(SELECTED TEXT begins)
Xir Back

Jordan Peterson may have made a career out of refusing to use made-up personal pronouns, but the demand that others use each individual’s choice of pronoun hasn’t fallen by the wayside in fits of laughter over the silliness of the self-indulgent. In fact, the New York Times is back on the case.

Using an analogy that only xe could endure. Barnard English prof Jennifer Finney Boylan throws out the underhanded pitch.

Mrs. Sonny Bono, Jorge Mario Bergoglio and Donald J. Trump walk into a bar. Assuming you’re the bartender, by what names will you address them?

Oh, wait, that’s easy. Call them “Cher,” “Your Holiness” and “Mr. President.”

Because those are the names by which they are known.

See what she did there? This is why she doesn’t teach logic. Putting aside “her truth” that Mrs. Sonny Bono is Cher, as opposed to Mary Whitaker, she conflated proper names with third-person pronouns. This might have escaped your notice, but since Boylan is an English prof, it probably didn’t escape hers.

“Hers”? Is that the pronoun she would prefer I use to discuss her? Because the use of third-person pronouns isn’t the same as speaking to “her” directly, where I would use her proper name.
(SELECTED TEXT ends)
(DATA FOR REVIEW begins)
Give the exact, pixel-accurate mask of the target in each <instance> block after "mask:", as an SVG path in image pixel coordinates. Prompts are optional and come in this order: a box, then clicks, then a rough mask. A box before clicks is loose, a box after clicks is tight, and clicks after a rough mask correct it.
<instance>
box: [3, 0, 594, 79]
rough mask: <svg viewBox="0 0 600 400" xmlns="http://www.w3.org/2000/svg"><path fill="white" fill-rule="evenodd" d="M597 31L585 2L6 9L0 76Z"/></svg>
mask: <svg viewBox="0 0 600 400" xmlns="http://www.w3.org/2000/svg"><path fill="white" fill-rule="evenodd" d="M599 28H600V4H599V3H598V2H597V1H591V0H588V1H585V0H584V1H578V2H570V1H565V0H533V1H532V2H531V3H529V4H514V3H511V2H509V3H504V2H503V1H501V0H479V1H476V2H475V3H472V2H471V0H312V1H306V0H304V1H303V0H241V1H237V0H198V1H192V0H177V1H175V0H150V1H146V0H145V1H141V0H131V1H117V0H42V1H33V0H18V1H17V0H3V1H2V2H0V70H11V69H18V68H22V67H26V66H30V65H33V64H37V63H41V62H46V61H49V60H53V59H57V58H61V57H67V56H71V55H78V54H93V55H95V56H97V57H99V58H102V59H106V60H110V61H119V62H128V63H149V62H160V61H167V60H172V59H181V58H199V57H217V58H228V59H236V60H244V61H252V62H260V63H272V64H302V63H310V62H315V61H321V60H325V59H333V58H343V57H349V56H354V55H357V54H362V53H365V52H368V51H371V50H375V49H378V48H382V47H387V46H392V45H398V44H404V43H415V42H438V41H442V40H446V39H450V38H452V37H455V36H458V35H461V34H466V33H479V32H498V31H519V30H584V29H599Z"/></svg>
(DATA FOR REVIEW ends)
(DATA FOR REVIEW begins)
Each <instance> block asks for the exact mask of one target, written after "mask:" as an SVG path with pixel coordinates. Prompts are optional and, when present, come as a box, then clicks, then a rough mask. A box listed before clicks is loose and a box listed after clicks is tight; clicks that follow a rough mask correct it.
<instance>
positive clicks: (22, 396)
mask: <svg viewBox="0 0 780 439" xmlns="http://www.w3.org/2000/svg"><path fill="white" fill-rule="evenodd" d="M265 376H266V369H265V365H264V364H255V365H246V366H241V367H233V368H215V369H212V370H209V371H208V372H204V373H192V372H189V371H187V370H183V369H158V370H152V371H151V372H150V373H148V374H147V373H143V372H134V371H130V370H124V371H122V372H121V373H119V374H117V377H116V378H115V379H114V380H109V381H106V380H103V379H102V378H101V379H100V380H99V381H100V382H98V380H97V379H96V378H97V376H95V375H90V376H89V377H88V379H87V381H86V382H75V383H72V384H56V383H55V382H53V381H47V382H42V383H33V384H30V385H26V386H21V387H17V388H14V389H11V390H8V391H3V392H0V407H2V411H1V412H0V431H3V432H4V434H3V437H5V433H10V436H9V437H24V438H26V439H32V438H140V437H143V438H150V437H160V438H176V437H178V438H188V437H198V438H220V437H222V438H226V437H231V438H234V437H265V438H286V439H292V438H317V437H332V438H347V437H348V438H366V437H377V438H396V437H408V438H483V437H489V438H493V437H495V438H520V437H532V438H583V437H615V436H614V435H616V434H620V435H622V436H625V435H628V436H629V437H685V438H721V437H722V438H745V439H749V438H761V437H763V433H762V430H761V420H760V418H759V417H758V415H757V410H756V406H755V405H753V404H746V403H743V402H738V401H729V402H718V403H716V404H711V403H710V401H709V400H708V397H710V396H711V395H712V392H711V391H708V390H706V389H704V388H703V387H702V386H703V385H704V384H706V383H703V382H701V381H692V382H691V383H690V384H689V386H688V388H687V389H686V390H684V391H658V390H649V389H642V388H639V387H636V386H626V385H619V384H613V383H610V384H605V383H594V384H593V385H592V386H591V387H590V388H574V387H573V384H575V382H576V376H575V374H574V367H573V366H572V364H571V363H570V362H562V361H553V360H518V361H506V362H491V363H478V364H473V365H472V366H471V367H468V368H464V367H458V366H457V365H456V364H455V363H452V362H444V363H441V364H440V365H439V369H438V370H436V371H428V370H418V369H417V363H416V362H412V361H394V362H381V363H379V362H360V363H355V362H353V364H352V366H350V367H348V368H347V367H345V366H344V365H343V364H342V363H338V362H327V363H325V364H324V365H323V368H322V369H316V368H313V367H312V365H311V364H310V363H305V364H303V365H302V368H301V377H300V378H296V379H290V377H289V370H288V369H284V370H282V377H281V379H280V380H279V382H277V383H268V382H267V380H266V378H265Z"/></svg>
(DATA FOR REVIEW ends)
(DATA FOR REVIEW begins)
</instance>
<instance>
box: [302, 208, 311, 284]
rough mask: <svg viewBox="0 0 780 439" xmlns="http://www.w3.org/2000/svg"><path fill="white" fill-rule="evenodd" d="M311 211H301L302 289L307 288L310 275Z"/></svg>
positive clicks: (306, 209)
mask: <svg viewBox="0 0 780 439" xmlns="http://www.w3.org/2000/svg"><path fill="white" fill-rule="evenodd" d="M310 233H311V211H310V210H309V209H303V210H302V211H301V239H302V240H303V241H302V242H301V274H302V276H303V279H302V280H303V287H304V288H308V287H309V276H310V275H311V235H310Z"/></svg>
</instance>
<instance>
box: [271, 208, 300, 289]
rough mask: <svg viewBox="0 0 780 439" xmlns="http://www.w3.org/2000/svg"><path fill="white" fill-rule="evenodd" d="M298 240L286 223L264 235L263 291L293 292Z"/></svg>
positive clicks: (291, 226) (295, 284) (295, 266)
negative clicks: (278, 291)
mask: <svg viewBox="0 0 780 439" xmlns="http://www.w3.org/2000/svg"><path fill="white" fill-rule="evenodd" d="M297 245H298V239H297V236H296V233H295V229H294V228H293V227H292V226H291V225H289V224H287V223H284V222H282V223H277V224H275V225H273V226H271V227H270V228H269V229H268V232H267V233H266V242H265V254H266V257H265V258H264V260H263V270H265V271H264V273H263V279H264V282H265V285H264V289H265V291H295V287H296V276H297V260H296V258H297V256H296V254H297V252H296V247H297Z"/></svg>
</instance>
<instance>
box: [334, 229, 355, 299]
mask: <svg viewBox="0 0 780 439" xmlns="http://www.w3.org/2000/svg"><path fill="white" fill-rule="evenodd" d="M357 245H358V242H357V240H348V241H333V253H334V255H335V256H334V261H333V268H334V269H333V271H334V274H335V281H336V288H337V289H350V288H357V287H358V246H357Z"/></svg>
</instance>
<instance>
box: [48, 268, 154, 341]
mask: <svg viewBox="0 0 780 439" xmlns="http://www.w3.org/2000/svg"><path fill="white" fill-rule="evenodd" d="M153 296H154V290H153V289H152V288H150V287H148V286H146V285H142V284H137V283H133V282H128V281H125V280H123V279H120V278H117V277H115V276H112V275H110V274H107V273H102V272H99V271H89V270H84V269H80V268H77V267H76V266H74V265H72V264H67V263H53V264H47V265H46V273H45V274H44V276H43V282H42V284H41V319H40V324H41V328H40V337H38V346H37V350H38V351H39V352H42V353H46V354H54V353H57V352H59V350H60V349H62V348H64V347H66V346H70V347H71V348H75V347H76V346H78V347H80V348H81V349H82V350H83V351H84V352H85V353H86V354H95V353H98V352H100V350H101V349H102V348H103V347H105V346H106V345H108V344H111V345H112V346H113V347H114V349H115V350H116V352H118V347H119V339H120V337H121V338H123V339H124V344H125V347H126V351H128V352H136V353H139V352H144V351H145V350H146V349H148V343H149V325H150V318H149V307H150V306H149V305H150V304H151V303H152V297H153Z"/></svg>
(DATA FOR REVIEW ends)
*EXERCISE BRIEF*: In the text on pronouns, which people walk into the bar, and what is each called by the bartender?

*RESULT*:
- Mrs. Sonny Bono: "Cher"
- Jorge Mario Bergoglio: "Your Holiness"
- Donald J. Trump: "Mr. President"